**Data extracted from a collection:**
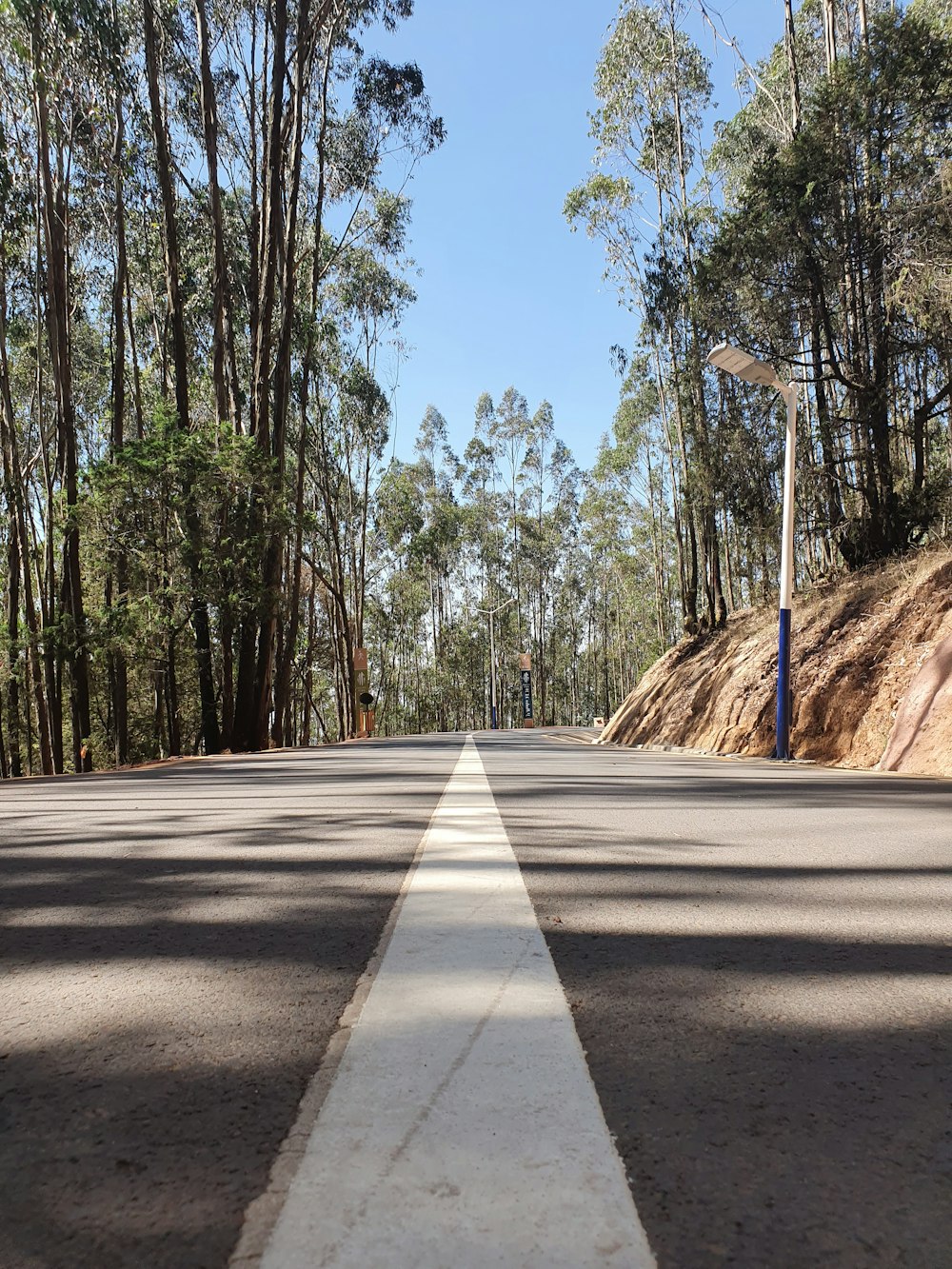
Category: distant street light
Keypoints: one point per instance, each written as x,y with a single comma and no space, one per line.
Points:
752,369
491,613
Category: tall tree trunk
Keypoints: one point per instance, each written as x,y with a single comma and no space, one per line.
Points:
201,624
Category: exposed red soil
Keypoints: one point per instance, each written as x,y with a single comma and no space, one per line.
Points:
872,677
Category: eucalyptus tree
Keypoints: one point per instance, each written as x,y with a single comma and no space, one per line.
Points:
653,88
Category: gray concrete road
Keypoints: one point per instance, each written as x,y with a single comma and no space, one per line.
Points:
758,962
178,944
757,957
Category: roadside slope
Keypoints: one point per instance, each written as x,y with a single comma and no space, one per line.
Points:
872,655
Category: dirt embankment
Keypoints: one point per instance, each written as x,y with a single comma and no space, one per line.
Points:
872,677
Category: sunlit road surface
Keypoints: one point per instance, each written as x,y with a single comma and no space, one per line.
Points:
756,957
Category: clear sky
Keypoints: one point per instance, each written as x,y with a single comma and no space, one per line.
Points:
506,292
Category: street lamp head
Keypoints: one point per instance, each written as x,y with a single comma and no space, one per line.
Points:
743,366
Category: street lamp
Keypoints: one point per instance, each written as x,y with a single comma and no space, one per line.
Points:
752,369
490,613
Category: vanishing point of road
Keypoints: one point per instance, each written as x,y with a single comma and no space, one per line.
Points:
508,999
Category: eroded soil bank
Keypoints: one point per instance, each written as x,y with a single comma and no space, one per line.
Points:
872,677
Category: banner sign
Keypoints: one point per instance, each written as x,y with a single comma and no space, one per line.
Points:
526,684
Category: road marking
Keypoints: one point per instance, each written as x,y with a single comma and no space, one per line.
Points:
463,1128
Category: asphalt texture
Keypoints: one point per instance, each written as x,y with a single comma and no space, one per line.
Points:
178,944
757,956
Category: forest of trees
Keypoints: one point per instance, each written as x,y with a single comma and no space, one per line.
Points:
204,254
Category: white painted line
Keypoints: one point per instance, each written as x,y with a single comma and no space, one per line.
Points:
463,1128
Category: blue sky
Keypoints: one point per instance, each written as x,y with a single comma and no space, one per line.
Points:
506,292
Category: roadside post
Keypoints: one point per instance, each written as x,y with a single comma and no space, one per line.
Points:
526,688
493,698
752,369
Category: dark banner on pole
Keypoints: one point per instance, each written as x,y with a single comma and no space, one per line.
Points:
526,685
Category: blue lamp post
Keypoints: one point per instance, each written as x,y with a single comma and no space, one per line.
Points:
752,369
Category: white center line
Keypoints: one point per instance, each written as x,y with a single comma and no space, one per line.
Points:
463,1128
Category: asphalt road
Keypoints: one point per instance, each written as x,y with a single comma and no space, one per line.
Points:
757,959
178,944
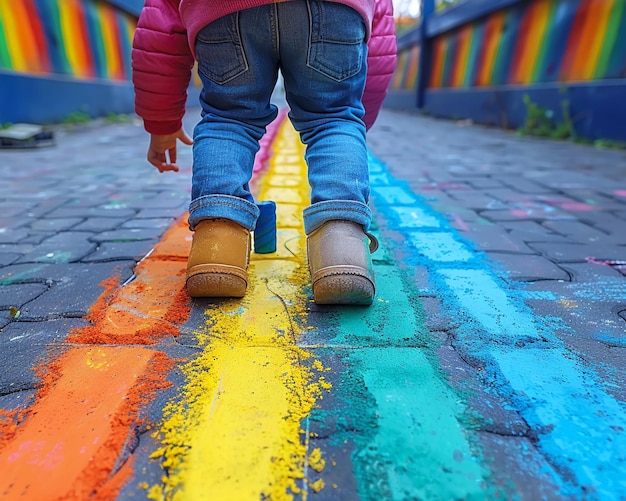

**Task goal:** How many lines above include the word "street"? Answer with the number alone.

**Worked solution:** 3